<<<<

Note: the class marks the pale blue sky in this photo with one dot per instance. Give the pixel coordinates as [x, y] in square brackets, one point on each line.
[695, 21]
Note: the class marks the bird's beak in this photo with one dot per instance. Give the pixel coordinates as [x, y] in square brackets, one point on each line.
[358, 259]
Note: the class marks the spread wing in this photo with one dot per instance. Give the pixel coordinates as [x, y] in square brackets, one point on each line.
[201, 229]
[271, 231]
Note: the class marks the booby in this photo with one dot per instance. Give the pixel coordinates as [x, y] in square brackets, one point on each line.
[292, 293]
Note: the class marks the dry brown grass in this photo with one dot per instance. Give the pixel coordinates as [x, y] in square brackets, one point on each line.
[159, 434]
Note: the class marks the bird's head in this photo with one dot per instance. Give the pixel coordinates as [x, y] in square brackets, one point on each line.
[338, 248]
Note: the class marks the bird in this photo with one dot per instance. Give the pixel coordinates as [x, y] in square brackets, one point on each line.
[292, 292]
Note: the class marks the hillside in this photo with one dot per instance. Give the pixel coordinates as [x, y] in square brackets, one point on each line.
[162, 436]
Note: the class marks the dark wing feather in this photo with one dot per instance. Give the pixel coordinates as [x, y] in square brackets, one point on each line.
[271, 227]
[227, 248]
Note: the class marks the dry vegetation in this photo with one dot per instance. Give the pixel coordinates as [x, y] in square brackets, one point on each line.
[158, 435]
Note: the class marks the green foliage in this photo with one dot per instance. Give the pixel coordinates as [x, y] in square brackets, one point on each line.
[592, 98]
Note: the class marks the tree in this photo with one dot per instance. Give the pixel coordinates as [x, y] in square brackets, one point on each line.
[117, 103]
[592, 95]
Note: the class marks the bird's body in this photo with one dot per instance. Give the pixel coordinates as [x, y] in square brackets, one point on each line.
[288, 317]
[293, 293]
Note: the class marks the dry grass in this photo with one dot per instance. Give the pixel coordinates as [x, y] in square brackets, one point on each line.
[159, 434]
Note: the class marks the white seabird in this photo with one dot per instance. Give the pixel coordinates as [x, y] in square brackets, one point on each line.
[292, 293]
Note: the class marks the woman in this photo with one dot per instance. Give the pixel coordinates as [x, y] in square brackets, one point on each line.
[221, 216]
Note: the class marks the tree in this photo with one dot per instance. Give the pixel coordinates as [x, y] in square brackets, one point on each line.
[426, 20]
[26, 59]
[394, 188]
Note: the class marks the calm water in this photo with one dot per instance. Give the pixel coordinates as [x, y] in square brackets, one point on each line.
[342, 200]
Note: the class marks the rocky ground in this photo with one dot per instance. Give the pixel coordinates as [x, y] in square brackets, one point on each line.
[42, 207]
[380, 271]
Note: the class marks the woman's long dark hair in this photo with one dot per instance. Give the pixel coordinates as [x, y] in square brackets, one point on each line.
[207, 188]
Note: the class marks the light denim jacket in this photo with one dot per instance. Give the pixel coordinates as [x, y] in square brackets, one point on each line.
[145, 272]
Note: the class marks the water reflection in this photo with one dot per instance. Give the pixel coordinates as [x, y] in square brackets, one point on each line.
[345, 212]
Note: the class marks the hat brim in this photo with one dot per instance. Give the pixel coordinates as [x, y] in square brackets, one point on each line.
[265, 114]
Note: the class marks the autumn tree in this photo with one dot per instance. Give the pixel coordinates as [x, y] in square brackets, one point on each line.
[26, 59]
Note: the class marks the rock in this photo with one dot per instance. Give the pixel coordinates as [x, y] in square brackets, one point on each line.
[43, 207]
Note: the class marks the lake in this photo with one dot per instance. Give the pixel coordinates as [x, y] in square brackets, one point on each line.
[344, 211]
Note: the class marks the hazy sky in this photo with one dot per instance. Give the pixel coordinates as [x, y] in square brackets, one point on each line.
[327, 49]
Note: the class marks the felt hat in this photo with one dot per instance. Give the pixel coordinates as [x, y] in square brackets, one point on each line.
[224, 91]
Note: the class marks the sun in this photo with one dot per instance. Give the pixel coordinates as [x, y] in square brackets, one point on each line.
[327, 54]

>>>>

• **DIRECTION**:
Return every entry verbatim.

• **ANSWER TO THIS EXERCISE**:
Note: the class marks the pale blue sky in this photo with one dot per instance. Give the pixel coordinates as [x, y] in square brackets, one point on each line.
[695, 21]
Note: the class marks the bird's beak in this photo with one dot per instance. Give the pixel coordinates as [x, y] in square brackets, one point on each line.
[358, 259]
Note: the class marks the spread wing in this photo with one dot per instance. Give the pixel coordinates as [x, y] in square brackets, one point on each line.
[201, 229]
[271, 231]
Note: the class marks the booby in this photo with one dot per instance. Give the pixel coordinates as [x, y] in square brackets, one point on each line.
[292, 293]
Note: the class marks the dry brown grass in this photo with one dot per instance. Give the pixel coordinates as [x, y] in square brackets, one point on each line.
[159, 434]
Note: the class marks the bird's head in this photo with one dot per instance. Give the pixel coordinates as [x, y] in square brackets, one point on each line.
[338, 248]
Note: the class marks the bird in this photo with one dot per instance. Give the pixel coordinates as [x, y] in square brackets, one point on each line.
[292, 292]
Note: the class marks the hillside in this photo with one dot per instance. Give the pixel coordinates as [x, y] in square brackets, one point on each line.
[162, 436]
Note: the class marks the dark wing feather in this photo with one dot per instance. Give the pixel coordinates as [x, y] in square brackets, one point on each line.
[271, 227]
[227, 248]
Note: the class marks the dry vegetation in this photo with one dot per instance. Give the pixel coordinates as [x, y] in square brackets, one point on each line.
[158, 435]
Note: the class marks the green foliage in this photo with one dot per instance. Give the pixel coordinates as [x, y] in square brackets, one point on each line.
[592, 98]
Note: the class marks the tree in this photo with one dot per instance. Give the pixel coordinates as [x, y] in square brackets, one point on each line.
[117, 103]
[592, 95]
Note: the class marks the bird's body in this photo with one dot per instance. Give the pixel coordinates as [x, y] in square brackets, one point on each line.
[288, 317]
[293, 293]
Note: the class marks the dry grass in this photo with one dot per instance. Give the pixel coordinates as [x, y] in square brackets, one point on each line.
[159, 434]
Note: the class marks the white seabird in this photo with one dot per instance. Give the pixel coordinates as [x, y] in square brackets, one point on each line.
[292, 293]
Note: the class marks the woman in this photo with one dot per instance. Give the pixel coordinates as [x, y] in square brackets, one point on each line.
[221, 216]
Note: the class marks the tree in this photo with one dot per instance. Give the pixel coordinates as [x, y] in square brackets, one point on each line.
[426, 20]
[26, 59]
[394, 188]
Note: the class marks the calm water in this photo with one dot per instance. Give the pixel coordinates as [x, y] in square brackets, one point on each line.
[342, 200]
Note: the class marks the rocky ground in this photo with one dot per instance. Give the pixel coordinates as [x, y] in square brackets, one point on each line.
[42, 207]
[380, 271]
Note: the class marks the woman's long dark hair in this photo with one dot per instance. Give the pixel coordinates as [x, y] in square brackets, one point on each line.
[207, 188]
Note: the class marks the light denim jacket in this photo with one dot per instance. Give the pixel coordinates as [x, y] in square brackets, one point on each line.
[145, 272]
Note: the class marks the water reflection in this photo with one dot per instance. Give the pixel coordinates as [x, y] in square brackets, one point on each line.
[345, 212]
Note: the class marks the hat brim in this photo with one dot per instance. Give the pixel coordinates as [x, y] in square brackets, one point on each line.
[265, 114]
Note: the class marks the autumn tree in this photo with one dot per instance. Give the pixel coordinates as [x, y] in square brackets, one point on each line.
[26, 59]
Note: the class marks the rock in this photo with one dot per instance. Give the pixel coordinates as [x, y] in square brackets, one point on each line.
[43, 207]
Note: the class marks the lake in this photo with one dot per instance. Give the pixel coordinates as [x, y] in square brackets, one point on each line.
[344, 211]
Note: the class marks the hazy sky in this photo with one dot per instance. Give the pixel coordinates as [x, y] in square brackets, one point on each line.
[327, 49]
Note: the class marks the felt hat in this photo with one dot per instance. Give the pixel coordinates as [x, y] in square brackets, one point on each line.
[224, 91]
Note: the class marks the sun in this photo with one dot per instance. Give the pixel coordinates as [x, y] in square brackets, one point on each line.
[327, 54]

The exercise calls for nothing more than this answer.